Copy out the lines of the items below verbatim, starting at the line that contains "Scientific specimen imaging: find the bare" and ending at the line that contains "[7,8,187,206]". Include both of those lines.
#### Material to process
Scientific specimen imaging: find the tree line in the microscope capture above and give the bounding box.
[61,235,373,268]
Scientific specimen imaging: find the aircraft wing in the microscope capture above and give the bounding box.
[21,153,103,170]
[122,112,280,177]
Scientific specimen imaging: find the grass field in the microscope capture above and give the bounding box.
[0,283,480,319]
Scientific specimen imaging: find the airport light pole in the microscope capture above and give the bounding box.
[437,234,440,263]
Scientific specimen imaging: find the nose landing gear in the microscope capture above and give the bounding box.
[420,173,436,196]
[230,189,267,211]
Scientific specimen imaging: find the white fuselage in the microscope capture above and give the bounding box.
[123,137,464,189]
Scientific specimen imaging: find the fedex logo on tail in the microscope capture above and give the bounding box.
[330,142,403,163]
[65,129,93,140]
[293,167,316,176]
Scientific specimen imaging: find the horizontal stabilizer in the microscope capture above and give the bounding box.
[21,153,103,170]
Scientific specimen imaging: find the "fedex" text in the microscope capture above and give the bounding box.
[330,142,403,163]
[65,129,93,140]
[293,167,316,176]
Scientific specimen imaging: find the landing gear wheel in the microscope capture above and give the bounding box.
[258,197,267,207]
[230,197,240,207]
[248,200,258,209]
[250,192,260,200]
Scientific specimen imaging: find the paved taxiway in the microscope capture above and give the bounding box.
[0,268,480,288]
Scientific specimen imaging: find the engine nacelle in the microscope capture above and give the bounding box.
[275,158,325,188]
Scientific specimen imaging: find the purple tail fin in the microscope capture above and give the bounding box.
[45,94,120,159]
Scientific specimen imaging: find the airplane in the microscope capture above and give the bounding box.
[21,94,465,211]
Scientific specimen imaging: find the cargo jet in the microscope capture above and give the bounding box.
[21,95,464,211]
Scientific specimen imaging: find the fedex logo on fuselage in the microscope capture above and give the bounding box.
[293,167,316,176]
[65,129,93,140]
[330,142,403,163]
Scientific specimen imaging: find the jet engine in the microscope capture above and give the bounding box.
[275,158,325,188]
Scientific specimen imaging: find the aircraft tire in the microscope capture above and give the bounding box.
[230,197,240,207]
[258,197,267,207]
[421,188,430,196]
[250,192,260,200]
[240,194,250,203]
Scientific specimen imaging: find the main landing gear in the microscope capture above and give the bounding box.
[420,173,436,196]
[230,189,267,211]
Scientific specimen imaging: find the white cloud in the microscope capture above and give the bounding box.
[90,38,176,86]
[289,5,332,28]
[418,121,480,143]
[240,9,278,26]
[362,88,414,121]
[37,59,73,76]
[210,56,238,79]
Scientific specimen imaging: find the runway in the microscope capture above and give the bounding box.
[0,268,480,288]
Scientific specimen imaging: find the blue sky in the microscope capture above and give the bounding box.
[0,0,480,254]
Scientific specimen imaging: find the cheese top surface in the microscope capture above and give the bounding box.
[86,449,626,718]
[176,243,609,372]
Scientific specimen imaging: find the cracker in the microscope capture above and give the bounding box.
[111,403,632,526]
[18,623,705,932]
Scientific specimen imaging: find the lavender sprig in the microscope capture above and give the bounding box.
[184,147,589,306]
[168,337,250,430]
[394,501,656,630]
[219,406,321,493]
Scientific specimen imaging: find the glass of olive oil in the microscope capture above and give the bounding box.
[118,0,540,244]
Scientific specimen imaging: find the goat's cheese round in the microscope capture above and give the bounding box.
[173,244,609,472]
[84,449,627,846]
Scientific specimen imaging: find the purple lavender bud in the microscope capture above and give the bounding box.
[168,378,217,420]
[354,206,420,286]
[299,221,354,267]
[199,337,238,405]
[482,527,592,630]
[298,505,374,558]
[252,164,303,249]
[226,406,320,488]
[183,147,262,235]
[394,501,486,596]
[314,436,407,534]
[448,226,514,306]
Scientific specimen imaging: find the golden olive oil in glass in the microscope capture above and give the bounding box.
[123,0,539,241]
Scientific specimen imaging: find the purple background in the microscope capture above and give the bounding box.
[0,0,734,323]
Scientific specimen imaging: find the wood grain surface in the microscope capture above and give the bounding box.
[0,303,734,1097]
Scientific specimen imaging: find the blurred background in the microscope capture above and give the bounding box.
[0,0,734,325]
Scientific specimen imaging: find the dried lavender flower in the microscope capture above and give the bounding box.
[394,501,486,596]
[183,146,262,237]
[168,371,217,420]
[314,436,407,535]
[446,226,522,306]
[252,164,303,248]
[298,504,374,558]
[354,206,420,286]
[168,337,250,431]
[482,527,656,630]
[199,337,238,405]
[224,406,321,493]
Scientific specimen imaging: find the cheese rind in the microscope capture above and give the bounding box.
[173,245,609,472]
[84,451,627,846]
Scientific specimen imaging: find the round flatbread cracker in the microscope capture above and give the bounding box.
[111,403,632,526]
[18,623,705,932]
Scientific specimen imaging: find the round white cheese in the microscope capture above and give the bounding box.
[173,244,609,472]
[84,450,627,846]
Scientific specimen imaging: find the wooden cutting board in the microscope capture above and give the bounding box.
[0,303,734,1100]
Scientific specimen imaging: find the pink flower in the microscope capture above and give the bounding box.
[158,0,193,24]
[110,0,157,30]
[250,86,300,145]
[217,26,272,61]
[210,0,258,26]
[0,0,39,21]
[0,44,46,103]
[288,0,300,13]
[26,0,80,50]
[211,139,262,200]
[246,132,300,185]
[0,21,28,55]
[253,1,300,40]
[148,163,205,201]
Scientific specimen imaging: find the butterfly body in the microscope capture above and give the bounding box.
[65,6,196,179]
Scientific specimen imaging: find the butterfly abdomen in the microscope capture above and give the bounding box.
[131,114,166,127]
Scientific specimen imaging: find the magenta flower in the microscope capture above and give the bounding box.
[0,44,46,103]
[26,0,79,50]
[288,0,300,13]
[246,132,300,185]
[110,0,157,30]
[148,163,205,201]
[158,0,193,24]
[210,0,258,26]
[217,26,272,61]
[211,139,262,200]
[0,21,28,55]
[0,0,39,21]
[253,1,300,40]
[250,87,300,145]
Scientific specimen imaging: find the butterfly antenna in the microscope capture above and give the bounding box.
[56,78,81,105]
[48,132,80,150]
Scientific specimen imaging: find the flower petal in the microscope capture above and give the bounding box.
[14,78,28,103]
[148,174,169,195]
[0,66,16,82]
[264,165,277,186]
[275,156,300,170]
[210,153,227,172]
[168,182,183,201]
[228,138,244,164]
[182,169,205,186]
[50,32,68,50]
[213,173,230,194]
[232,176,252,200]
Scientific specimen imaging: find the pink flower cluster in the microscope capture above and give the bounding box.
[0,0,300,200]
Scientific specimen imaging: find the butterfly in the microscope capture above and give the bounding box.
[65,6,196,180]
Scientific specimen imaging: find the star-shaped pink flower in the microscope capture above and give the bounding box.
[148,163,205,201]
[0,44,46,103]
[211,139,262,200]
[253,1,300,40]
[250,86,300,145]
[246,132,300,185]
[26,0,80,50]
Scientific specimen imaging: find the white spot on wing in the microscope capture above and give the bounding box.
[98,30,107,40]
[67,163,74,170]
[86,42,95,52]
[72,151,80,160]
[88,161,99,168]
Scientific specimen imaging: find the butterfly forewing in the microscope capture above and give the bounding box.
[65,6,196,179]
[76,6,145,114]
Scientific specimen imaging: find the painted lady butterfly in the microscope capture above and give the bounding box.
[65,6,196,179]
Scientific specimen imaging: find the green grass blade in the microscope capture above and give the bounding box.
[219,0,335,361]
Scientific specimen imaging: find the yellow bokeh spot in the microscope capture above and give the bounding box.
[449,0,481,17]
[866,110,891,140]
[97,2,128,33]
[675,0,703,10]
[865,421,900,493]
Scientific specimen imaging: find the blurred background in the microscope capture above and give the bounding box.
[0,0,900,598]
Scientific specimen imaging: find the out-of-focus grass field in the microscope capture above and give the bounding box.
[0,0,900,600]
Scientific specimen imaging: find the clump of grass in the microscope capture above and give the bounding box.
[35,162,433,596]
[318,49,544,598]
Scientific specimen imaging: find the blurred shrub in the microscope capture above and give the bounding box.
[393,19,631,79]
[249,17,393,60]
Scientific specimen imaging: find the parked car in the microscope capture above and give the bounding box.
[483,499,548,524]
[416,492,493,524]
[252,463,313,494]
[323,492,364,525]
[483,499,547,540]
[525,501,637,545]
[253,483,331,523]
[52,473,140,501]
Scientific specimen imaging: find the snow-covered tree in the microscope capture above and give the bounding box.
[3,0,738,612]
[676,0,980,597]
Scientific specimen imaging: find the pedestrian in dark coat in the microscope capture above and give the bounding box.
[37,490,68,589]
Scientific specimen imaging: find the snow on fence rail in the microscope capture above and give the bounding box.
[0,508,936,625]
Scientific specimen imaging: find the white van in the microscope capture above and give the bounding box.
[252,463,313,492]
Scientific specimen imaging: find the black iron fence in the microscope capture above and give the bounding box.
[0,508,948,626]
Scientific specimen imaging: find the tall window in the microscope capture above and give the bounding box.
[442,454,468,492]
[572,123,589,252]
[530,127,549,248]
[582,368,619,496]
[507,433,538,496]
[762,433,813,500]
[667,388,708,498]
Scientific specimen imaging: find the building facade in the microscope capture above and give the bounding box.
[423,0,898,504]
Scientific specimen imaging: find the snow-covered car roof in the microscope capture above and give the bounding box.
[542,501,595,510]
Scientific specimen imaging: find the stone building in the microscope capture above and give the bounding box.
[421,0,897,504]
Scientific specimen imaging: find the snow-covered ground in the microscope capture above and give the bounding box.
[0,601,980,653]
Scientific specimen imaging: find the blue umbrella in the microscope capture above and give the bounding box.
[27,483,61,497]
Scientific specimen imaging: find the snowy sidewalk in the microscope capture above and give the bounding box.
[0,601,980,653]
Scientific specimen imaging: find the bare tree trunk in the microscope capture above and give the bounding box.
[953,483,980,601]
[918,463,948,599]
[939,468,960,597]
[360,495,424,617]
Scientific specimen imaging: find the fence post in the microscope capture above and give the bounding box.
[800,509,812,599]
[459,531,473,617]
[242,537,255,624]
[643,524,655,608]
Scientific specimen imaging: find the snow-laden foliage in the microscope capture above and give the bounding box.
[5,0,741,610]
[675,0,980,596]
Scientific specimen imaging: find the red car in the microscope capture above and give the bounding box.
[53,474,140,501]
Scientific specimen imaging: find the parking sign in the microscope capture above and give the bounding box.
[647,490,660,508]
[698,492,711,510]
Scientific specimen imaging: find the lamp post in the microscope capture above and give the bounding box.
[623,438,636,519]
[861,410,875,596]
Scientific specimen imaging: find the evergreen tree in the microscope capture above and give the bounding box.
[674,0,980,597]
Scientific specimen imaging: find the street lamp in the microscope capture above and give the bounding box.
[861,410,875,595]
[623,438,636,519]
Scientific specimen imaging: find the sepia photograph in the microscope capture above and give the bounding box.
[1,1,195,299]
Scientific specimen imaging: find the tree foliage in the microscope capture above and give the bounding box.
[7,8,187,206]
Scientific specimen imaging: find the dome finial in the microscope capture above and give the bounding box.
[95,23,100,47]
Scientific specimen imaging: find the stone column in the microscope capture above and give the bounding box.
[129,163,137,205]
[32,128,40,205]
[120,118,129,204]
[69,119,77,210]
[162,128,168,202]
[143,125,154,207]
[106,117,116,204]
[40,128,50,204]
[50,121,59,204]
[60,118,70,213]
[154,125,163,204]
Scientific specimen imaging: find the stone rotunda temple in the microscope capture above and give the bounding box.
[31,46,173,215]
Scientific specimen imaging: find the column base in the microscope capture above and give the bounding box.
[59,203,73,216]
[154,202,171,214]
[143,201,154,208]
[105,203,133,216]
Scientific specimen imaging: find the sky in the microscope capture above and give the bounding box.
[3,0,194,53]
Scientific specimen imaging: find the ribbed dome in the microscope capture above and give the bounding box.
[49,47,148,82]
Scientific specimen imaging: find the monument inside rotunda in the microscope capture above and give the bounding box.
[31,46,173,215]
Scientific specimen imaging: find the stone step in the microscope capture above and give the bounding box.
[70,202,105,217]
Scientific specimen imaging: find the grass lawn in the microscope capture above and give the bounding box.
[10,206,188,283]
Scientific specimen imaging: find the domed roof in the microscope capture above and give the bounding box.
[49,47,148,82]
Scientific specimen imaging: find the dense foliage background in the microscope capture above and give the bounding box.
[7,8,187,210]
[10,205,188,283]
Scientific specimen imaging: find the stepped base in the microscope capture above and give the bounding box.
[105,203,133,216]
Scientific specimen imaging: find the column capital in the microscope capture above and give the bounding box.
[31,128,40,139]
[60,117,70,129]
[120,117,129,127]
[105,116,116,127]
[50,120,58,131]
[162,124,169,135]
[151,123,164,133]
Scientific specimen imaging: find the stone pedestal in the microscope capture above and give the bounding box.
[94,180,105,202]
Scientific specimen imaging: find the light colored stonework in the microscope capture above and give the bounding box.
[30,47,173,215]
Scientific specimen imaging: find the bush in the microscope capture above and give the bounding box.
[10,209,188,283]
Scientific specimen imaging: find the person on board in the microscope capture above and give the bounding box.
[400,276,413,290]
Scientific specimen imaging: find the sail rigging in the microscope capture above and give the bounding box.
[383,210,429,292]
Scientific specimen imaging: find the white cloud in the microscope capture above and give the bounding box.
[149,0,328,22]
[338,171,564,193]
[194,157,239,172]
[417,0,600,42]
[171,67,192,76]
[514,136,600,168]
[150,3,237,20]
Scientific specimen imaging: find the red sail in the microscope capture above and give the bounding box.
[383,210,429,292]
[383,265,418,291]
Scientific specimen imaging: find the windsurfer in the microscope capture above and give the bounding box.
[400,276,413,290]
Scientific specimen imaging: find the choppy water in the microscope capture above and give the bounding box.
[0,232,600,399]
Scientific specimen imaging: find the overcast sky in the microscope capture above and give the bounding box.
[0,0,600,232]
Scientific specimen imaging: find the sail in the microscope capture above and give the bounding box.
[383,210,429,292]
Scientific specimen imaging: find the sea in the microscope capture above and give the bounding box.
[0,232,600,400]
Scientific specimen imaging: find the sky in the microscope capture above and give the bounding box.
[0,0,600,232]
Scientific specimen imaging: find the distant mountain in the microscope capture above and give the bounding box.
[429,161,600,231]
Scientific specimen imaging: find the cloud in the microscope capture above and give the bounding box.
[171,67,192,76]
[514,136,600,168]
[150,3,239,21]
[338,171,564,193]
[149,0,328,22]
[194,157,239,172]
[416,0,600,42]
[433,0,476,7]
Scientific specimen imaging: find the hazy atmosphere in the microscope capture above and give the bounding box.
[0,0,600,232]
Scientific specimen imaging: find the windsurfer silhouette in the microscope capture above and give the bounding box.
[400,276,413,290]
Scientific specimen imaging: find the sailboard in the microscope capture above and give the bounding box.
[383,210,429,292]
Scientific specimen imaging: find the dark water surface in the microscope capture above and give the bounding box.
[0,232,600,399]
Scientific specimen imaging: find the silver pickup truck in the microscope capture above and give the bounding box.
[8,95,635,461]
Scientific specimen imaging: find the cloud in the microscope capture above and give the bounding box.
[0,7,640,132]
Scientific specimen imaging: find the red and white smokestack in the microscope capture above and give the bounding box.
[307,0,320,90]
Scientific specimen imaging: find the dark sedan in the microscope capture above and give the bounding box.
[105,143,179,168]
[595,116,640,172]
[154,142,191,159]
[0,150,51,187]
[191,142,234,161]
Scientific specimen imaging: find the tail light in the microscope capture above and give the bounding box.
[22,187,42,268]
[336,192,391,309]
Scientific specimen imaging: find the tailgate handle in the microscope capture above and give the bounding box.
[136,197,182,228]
########
- **Answer to the problem**:
Scientific specimen imaging: find the bare tree trunk in the microscope capture above and give the bounding box.
[953,483,980,601]
[918,463,948,599]
[939,468,960,597]
[360,495,424,617]
Scientific specimen imaging: find the fence post in the microscope capture above and give the bounding box.
[800,509,812,599]
[459,531,473,617]
[242,537,255,624]
[643,524,655,608]
Scientific specimen imaging: find the snow-laden foliage in the microscope capture above and give the bounding box.
[5,0,741,610]
[675,0,980,596]
Scientific specimen imaging: find the red car in the microscope capture above and give the bounding box.
[53,474,140,501]
Scientific specimen imaging: find the parking sign in the microscope capture above and give the bounding box.
[647,490,660,508]
[698,492,711,510]
Scientific specimen imaging: find the lamp post in the microscope capture above and give the bounding box.
[623,438,636,519]
[861,410,875,596]
Scientific specimen imaging: find the evergreen tree in the microscope capture above and give the bounding box.
[674,0,980,597]
Scientific specimen imaging: find the street lamp in the microscope capture above and give the bounding box.
[861,410,875,595]
[623,438,636,519]
Scientific specimen imaging: find the sepia photograph in the microscope capture above and give the bounding box.
[1,1,195,299]
Scientific specimen imaging: find the tree foliage in the microscope capture above and give the bounding box.
[7,8,187,206]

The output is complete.